Task to complete:
Find every line in the rows below that contains the word "yellow", and copy each of those lines in full.
====
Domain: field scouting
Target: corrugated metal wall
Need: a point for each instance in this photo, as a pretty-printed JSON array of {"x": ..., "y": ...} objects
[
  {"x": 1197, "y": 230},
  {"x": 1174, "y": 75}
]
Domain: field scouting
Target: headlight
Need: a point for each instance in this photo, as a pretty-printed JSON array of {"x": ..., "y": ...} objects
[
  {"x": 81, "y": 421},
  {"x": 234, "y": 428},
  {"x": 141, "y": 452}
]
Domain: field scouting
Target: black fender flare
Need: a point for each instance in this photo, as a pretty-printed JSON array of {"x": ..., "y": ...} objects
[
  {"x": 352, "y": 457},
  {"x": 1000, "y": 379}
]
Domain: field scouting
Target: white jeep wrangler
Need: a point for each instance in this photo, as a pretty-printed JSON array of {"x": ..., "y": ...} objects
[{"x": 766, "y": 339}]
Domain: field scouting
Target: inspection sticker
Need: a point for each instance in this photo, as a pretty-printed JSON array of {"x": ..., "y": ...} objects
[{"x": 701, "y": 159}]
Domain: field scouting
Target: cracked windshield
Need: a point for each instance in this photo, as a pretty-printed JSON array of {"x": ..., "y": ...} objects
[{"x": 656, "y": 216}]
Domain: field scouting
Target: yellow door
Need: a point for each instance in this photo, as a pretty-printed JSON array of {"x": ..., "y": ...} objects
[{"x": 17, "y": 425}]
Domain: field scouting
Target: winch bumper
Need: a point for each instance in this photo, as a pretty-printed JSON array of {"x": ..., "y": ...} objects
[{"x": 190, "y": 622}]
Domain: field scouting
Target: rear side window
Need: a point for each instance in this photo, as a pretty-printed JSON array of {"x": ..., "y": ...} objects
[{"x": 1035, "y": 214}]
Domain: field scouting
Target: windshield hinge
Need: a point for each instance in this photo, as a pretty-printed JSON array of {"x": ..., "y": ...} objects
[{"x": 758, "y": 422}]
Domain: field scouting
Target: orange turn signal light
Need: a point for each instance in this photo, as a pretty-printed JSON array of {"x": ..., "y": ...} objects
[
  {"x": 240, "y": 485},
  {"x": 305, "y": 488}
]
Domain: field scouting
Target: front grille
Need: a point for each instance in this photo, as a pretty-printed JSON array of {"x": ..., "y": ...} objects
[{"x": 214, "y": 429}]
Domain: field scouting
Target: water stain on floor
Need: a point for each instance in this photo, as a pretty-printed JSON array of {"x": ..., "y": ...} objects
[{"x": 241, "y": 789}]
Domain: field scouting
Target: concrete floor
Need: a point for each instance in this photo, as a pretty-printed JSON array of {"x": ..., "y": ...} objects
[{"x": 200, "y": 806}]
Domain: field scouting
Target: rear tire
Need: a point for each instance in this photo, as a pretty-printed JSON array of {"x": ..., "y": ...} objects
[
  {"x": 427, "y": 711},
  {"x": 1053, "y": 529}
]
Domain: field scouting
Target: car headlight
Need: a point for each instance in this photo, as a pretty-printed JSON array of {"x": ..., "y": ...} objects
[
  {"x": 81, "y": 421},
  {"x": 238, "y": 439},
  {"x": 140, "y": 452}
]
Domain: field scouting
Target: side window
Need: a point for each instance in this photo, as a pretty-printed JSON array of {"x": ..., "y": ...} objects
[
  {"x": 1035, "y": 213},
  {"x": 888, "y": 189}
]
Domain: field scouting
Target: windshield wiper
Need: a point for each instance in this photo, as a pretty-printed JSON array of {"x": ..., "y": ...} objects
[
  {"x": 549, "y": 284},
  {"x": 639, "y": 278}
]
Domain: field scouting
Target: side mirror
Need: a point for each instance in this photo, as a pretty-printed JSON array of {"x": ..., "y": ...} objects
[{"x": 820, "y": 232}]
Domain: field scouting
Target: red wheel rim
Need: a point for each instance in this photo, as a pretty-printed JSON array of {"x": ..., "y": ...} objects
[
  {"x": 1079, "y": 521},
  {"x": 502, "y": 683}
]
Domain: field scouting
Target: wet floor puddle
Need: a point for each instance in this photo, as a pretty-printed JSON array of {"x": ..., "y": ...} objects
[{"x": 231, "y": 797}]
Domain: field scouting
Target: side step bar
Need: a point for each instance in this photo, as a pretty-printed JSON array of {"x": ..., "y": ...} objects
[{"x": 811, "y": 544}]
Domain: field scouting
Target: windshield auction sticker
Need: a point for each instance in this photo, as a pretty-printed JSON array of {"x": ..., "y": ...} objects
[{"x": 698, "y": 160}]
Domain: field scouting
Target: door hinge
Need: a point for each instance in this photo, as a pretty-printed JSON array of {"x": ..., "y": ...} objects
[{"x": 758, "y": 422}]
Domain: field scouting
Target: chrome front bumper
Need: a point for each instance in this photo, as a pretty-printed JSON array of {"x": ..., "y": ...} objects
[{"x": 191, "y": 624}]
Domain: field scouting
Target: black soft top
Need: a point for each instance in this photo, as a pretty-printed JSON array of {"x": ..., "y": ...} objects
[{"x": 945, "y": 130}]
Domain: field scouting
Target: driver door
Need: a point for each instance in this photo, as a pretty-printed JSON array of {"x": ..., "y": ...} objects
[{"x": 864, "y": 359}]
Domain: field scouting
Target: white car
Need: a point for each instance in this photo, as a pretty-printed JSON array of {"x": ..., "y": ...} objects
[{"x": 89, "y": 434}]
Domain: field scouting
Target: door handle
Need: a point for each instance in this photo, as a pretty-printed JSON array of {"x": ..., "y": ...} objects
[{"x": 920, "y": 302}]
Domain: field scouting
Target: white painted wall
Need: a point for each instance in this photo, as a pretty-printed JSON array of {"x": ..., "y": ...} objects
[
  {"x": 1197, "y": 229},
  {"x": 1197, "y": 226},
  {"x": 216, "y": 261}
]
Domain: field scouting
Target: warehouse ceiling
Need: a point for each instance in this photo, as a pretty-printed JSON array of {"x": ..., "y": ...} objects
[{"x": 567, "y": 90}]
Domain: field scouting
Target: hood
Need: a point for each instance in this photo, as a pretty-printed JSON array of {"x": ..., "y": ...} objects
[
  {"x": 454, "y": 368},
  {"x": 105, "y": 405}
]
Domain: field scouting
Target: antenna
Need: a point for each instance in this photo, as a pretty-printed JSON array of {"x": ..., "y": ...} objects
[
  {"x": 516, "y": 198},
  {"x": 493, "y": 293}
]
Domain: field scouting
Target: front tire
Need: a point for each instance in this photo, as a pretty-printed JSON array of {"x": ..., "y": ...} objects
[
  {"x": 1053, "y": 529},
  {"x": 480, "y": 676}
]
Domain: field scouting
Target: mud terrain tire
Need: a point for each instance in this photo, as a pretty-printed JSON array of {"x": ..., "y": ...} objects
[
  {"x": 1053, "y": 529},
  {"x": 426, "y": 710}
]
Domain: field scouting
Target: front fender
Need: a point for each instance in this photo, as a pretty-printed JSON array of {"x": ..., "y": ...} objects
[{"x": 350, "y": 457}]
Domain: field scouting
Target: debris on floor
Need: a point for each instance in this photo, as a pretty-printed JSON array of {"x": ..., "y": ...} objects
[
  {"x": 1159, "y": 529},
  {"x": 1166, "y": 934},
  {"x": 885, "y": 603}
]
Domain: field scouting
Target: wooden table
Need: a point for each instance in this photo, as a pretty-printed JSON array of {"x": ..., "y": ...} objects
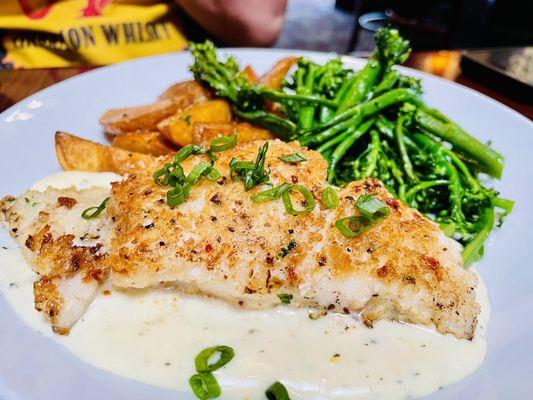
[{"x": 16, "y": 85}]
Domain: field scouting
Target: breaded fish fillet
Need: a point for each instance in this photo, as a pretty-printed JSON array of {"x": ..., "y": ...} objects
[
  {"x": 66, "y": 251},
  {"x": 222, "y": 244}
]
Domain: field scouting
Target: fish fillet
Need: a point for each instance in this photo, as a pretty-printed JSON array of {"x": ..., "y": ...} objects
[
  {"x": 220, "y": 243},
  {"x": 66, "y": 251}
]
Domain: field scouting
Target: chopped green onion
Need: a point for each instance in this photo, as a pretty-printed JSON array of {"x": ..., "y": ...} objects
[
  {"x": 202, "y": 359},
  {"x": 330, "y": 198},
  {"x": 271, "y": 194},
  {"x": 277, "y": 392},
  {"x": 285, "y": 298},
  {"x": 223, "y": 143},
  {"x": 93, "y": 212},
  {"x": 372, "y": 211},
  {"x": 250, "y": 173},
  {"x": 308, "y": 197},
  {"x": 205, "y": 386},
  {"x": 292, "y": 158},
  {"x": 371, "y": 208}
]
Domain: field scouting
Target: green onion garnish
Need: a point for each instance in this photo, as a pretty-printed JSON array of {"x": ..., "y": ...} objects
[
  {"x": 292, "y": 158},
  {"x": 285, "y": 298},
  {"x": 172, "y": 174},
  {"x": 372, "y": 211},
  {"x": 250, "y": 173},
  {"x": 223, "y": 143},
  {"x": 277, "y": 392},
  {"x": 308, "y": 197},
  {"x": 371, "y": 208},
  {"x": 205, "y": 386},
  {"x": 330, "y": 198},
  {"x": 93, "y": 212},
  {"x": 202, "y": 359}
]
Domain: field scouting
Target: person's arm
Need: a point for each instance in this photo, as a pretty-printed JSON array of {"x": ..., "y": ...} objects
[{"x": 238, "y": 22}]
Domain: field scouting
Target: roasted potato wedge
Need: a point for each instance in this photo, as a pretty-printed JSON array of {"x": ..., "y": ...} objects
[
  {"x": 194, "y": 91},
  {"x": 204, "y": 132},
  {"x": 274, "y": 77},
  {"x": 74, "y": 153},
  {"x": 178, "y": 128},
  {"x": 142, "y": 118},
  {"x": 144, "y": 142}
]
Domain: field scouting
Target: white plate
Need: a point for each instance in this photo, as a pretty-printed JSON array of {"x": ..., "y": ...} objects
[{"x": 34, "y": 367}]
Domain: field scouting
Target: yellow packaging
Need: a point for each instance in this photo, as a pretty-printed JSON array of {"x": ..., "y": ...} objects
[{"x": 61, "y": 33}]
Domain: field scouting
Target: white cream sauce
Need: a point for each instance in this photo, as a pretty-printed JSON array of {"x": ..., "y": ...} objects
[{"x": 153, "y": 336}]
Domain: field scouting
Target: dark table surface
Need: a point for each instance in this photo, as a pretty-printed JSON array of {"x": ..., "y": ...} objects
[{"x": 16, "y": 85}]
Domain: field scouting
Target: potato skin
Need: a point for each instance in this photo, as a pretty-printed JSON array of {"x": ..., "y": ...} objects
[
  {"x": 178, "y": 128},
  {"x": 77, "y": 154},
  {"x": 151, "y": 142},
  {"x": 204, "y": 132}
]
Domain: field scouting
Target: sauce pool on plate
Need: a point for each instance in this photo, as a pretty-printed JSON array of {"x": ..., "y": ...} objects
[{"x": 153, "y": 336}]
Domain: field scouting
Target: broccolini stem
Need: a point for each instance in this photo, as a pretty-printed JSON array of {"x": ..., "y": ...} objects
[
  {"x": 363, "y": 82},
  {"x": 355, "y": 133},
  {"x": 373, "y": 154},
  {"x": 408, "y": 167},
  {"x": 472, "y": 251},
  {"x": 422, "y": 186},
  {"x": 489, "y": 160}
]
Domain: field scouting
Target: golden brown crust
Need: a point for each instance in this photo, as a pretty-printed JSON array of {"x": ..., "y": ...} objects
[
  {"x": 221, "y": 243},
  {"x": 66, "y": 251}
]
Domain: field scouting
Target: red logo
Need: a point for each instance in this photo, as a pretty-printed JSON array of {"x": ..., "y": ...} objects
[
  {"x": 37, "y": 12},
  {"x": 95, "y": 7}
]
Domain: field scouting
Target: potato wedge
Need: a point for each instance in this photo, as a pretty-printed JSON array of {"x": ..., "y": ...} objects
[
  {"x": 144, "y": 142},
  {"x": 142, "y": 118},
  {"x": 75, "y": 153},
  {"x": 193, "y": 90},
  {"x": 273, "y": 78},
  {"x": 178, "y": 128},
  {"x": 204, "y": 132}
]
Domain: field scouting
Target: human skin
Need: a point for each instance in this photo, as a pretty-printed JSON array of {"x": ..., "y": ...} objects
[{"x": 239, "y": 22}]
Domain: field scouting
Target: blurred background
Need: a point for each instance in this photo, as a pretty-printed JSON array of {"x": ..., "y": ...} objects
[
  {"x": 346, "y": 26},
  {"x": 484, "y": 44}
]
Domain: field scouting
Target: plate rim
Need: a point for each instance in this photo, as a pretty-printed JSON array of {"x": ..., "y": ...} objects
[{"x": 346, "y": 58}]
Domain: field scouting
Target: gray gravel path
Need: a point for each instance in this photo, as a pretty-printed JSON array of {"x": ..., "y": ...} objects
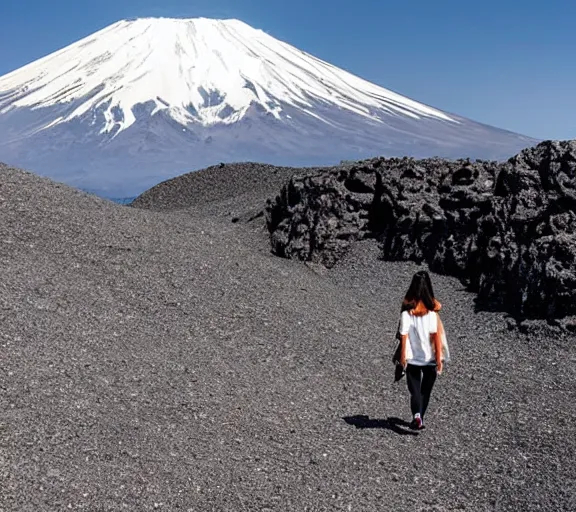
[{"x": 164, "y": 360}]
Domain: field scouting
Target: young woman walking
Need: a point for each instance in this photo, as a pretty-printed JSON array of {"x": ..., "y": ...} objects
[{"x": 423, "y": 348}]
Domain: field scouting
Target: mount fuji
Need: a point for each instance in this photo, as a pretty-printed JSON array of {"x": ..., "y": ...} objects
[{"x": 144, "y": 100}]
====
Output of the task:
Target: yellow door
Target: yellow packaging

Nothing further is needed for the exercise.